■ INSTRUCTIONS FOR THE TASK ■
Please put the part of the records that opens with the line containing "Where can the ceiling" and closes with the last line of the records into a numbered list, leaving out any blank lines.

[Position annotation records]
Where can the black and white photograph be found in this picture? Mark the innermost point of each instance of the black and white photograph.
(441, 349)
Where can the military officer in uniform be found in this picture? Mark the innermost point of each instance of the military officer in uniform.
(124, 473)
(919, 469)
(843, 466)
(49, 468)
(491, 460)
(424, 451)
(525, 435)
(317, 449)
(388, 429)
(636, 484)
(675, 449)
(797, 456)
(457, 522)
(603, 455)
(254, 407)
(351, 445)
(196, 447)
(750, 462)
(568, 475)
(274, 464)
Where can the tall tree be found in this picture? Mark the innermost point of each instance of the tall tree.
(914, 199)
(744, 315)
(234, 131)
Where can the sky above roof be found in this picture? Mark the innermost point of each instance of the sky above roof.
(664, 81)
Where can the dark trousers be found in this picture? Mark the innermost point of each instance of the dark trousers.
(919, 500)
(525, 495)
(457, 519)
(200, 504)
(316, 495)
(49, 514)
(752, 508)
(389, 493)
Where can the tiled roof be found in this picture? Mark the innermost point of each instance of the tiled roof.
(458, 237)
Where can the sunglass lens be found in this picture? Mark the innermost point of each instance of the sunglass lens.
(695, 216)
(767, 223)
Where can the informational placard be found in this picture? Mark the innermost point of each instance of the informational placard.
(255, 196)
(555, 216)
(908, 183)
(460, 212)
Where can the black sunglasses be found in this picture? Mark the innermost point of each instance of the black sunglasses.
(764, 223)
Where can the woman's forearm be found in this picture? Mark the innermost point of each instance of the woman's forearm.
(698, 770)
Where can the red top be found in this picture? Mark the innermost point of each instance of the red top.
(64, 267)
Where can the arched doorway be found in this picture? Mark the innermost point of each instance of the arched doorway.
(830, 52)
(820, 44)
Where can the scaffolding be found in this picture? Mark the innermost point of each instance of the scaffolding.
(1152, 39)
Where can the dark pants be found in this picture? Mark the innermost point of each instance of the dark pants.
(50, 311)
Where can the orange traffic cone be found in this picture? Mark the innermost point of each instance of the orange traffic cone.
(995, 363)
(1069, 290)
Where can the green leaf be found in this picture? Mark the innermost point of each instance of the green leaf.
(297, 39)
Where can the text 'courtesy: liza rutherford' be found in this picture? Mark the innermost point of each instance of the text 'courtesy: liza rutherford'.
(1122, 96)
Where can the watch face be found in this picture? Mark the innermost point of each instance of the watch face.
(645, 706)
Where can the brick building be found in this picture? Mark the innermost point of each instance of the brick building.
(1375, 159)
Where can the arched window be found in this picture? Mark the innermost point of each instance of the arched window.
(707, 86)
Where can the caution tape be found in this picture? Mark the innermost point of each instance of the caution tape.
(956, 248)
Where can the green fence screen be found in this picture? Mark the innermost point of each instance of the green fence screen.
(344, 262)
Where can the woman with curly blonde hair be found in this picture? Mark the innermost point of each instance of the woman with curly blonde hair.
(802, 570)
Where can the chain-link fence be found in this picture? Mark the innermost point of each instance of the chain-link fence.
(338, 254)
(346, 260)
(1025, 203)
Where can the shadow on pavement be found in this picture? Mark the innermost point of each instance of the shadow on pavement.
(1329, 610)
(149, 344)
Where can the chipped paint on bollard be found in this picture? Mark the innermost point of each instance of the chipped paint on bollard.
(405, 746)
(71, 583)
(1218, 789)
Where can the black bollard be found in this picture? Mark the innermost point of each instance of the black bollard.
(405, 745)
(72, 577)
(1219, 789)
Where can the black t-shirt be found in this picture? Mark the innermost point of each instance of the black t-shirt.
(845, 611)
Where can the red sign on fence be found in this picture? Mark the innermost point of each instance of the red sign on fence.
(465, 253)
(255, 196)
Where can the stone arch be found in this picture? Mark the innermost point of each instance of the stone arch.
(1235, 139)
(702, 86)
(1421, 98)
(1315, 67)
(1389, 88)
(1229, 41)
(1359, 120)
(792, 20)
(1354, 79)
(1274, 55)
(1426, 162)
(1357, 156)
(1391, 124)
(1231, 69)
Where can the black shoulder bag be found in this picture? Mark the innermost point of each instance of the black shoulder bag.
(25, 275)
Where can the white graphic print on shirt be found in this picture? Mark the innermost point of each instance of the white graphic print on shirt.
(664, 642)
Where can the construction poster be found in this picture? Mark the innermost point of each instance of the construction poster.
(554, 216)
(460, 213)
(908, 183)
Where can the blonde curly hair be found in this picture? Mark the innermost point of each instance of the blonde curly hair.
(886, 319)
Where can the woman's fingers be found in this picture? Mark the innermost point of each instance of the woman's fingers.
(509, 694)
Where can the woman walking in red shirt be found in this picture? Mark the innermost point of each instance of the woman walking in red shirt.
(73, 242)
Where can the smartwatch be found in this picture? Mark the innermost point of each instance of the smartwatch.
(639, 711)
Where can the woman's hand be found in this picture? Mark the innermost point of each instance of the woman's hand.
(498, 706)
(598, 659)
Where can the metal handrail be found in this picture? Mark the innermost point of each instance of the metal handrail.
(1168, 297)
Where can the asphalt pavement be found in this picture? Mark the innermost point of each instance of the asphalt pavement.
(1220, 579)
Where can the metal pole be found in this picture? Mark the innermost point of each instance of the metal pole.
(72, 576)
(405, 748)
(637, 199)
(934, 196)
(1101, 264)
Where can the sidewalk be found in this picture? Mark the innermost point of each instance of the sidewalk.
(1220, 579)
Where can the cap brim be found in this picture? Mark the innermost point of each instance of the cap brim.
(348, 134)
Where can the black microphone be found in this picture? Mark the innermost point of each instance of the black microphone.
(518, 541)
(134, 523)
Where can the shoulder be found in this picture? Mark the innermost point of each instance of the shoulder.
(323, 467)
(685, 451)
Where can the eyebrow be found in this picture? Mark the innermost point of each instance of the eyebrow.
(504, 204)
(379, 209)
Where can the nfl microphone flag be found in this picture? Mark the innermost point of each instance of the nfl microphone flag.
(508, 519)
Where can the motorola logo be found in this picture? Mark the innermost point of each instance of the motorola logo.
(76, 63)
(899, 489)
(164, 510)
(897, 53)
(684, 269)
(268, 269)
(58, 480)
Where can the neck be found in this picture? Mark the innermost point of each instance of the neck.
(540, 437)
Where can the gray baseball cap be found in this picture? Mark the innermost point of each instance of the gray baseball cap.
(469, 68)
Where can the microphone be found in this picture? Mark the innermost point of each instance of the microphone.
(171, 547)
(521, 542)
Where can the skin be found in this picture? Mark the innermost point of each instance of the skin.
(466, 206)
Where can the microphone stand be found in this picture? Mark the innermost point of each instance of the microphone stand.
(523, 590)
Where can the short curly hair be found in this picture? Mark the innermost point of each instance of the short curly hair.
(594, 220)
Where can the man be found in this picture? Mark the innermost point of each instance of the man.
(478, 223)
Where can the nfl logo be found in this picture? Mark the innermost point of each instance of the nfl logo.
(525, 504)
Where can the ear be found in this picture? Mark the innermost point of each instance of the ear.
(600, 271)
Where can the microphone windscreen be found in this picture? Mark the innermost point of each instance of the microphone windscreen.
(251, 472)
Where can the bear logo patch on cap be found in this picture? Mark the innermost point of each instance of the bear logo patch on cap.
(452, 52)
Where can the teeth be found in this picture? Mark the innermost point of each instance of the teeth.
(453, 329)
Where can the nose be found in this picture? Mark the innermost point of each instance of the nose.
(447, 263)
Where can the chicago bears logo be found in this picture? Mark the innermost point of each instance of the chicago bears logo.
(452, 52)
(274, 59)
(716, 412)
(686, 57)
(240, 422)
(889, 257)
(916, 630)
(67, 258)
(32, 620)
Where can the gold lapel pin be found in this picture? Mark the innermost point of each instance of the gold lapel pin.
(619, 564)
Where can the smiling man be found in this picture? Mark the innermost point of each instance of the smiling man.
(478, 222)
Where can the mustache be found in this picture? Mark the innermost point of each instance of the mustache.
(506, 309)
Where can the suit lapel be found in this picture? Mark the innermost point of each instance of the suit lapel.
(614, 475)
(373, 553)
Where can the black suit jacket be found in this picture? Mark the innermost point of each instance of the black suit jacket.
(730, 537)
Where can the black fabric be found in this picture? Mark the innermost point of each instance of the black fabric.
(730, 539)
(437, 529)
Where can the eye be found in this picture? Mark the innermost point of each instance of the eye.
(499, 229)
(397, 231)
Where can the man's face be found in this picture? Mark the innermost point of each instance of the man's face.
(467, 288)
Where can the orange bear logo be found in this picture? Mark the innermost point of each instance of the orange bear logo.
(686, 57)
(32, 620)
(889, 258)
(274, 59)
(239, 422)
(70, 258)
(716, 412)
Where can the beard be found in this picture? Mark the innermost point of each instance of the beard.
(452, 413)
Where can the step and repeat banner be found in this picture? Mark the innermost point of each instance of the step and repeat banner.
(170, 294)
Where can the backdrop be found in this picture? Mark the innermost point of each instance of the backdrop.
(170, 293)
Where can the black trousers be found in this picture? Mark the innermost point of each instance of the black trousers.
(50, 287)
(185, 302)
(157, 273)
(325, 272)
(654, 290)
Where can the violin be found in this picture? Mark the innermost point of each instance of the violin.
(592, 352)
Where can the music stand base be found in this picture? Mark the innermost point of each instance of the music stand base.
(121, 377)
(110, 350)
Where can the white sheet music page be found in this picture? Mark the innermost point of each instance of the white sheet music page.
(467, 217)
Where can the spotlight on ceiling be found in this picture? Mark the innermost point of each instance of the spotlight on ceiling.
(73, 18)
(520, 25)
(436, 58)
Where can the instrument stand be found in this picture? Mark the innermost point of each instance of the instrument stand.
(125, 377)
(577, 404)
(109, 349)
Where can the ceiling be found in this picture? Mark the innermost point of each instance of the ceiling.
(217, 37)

■ ANSWER BELOW ■
1. Where can the ceiling be found in this picture? Mark the innermost point of each instance of the ceiling.
2. (217, 37)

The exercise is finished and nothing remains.